• _Written task A_
In the interview about Brunswick's IT transformation, what event served as the burning platform that moved IT into the second horizon?
• _Written task B_
Continue the interview about Brunswick's IT transformation from its last sentence.

• _Document extract_
══════════
Promoted to CIO last fall, Adams has identified three horizons that will move his team from run and maintain mode to digital enablement. In our recent discussion, Adams described these horizons and talked about the architectural, competency, and budgetary levers that are key to the transformation. The following is an edited version of our interview.
Martha Heller: What is IT doing to drive Brunswick’s business transformation?
Mike Adams: In IT, we are introducing a digital business platform to enable customer-centric products and services, frictionless consumer experiences, and operational excellence. This digital business platform, which is the core of our strategy, is underpinned by business continuity, cybersecurity, analytics, and enterprise architecture.
Today, our brand is no longer tied just to our physical products; it is also tied to digital experiences, both web and native mobile, which must be secure. Foundational to all of this is our work in consumer insights, where we are developing a customer data capability to learn more about how our customers engage with us, what they are interested in, and what they buy. Through our digital and data platforms, we are putting the customer at the center of our architecture.
You have identified three horizons of IT evolution. What was the first horizon?
When I joined Brunswick in 2017, as Chief Architect working with Dani Brown, who was CIO at the time, we were squarely in Horizon 1, which was more of a “react and respond” model with most of our investments tied up in keeping systems secure and running. Our focus was on delivering to each of our divisions—we were not organized as an enterprise model.
The purpose of our move to Horizon 2 was to get out of this divisionally focused maintenance and support model and into an enterprise model, with standards and modern enterprise platforms that would position us to better engage in digital enablement.
To drive this massive change, and move us to the second horizon, we needed a burning platform, which came in the form of our divestiture of the Life Fitness business. In selling that business, we knew we would have to replace a key data center, so we decided to use that opportunity to move all of our enterprise applications to the cloud and exit all of our North American data center estates.
How did you manage the cloud migration?
We did a lot of work to decide which applications would move to the cloud, and which cloud providers we would use. We took a methodical decision-tree approach. Among other criteria, our cloud engineers identified whether the application was off the shelf or custom, and how we would best navigate its transition to the cloud. In some cases, we did not move an application to a public cloud provider but replaced it with a SaaS product. When we did go with the public cloud provider, we automated provisioning by using infrastructure as code, automated release pipelines, and some containerized services.
The Life Fitness divestiture accelerated the move from Horizon 1, a divisionally focused IT delivery organization with an on-premises based infrastructure, to Horizon 2, where we abstracted the physical elements of infrastructure and shifted our architecture to cloud, microservices, and APIs.
How have your competency needs changed as you moved into the second horizon?
The team began defining what competencies we would “buy” from strategic service providers and what “core” competencies we would develop within the Brunswick IT organization. The capabilities we were looking to buy from service providers included legacy application and platform development and infrastructure support. In parallel, we needed to begin developing and investing in cloud engineering skills to support our cloud first and software defined path of adoption. This also included front-end development resources as well as API and integration developers. With our teams spending less time on maintenance and support, we are now spending more time enabling digital business strategy, so we’ve needed to develop competences there, as well.
══════════
• _Data section_
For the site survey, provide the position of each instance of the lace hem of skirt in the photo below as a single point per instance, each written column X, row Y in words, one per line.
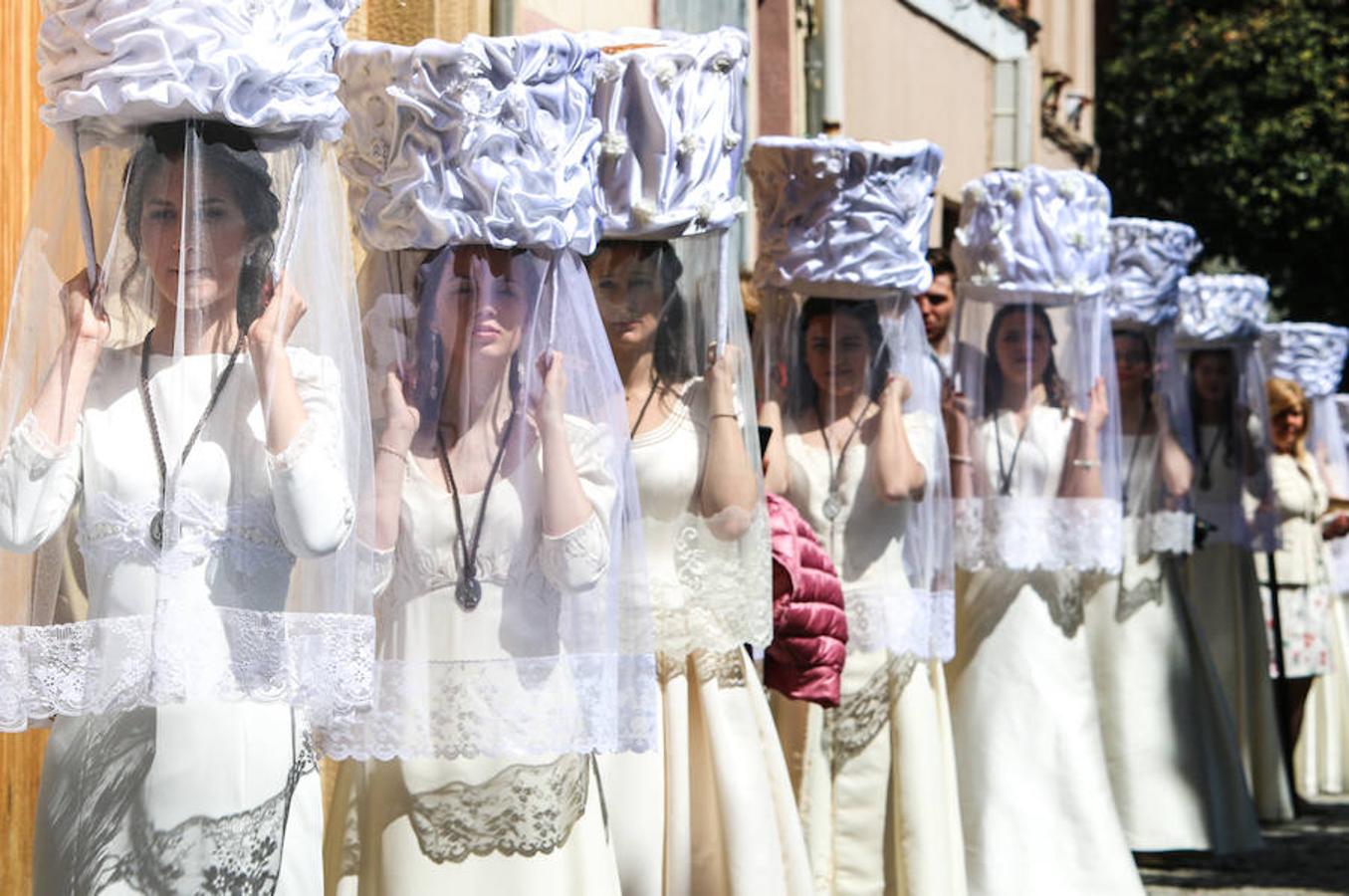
column 1039, row 534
══════════
• _Final answer A_
The divestiture of the Life Fitness business.

• _Final answer B_
When does Horizon 3, digital enablement, begin?
For some areas, we are beginning to reach Horizon 3, but in others, we are still earlier on in our journey. For digital supply chain, for example, we still have work to do to modernize our platforms and extend critical data via our API management layer from legacy systems of record. We are currently working to standardize our enterprise processes as we work to modernize enterprise platforms across our supply chain.
For employee experience, we are advancing to Horizon 3. Currently, we use Microsoft Teams and are enabling remote work for our office workers, engineers, and call center agents. We are now evaluating integrated Teams calling and managed Team rooms to support what we expect to be a hybrid workplace later this year.
For cybersecurity, although our work is never done, we are investing quite a bit to mature our security posture. We have a well-integrated DevSecOps capability, which we are scaling. As our digital footprint grows and supply chain diversity needs increase, cybersecurity is critical to ensure protection of our most important assets. As all CIOs and CISOs know, we are on a constant journey as threats change and evolve all the time.
With customer experience, we are approaching Horizon 3, with work still to do building competency and finalizing our Digital Product Management operating model. We’ve introduced an Adobe and Salesforce based customer experience target architecture with a product information management capability for the syndication of products and services for web and native mobile experiences.
What Horizon 3 competencies are you developing?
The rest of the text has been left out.